--- BEGIN ---

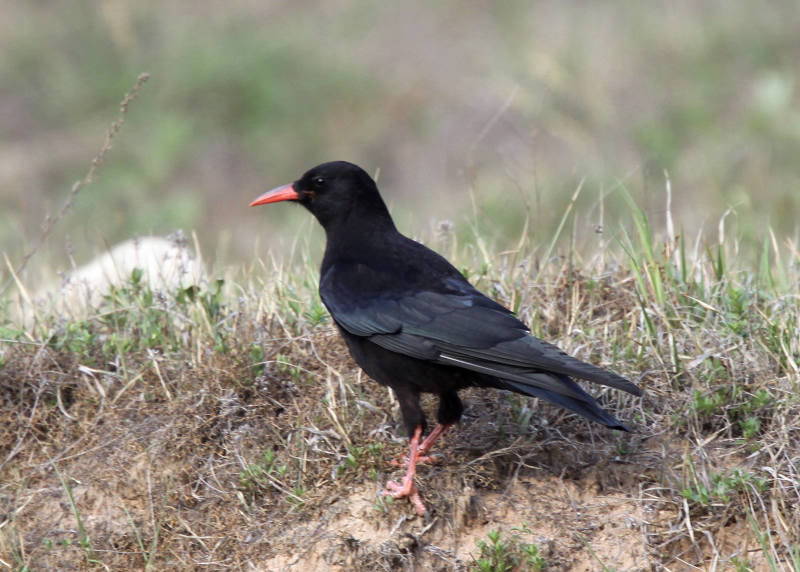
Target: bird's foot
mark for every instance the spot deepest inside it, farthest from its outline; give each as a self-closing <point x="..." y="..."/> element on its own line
<point x="405" y="490"/>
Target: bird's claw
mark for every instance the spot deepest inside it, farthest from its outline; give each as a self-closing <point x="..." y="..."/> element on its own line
<point x="405" y="490"/>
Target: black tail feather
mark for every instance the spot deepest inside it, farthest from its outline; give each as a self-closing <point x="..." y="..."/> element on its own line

--- END ---

**TASK GOAL**
Copy out every line of the entries above verbatim, leaving out the pictures.

**COMPLETED EXERCISE**
Target: bird's foot
mark for every instance the spot deepest inside it, farthest from its outline; give each as a self-closing <point x="..." y="..."/> element on its own line
<point x="405" y="490"/>
Target: bird's claw
mark for every instance the spot deepest inside it, farthest from its outline; give each as a self-closing <point x="..." y="..."/> element on its own line
<point x="405" y="490"/>
Target: black tail feather
mark for every instance the spot deepest inside it, farthest from its outline; give each as a self-closing <point x="..." y="..."/> element on its own line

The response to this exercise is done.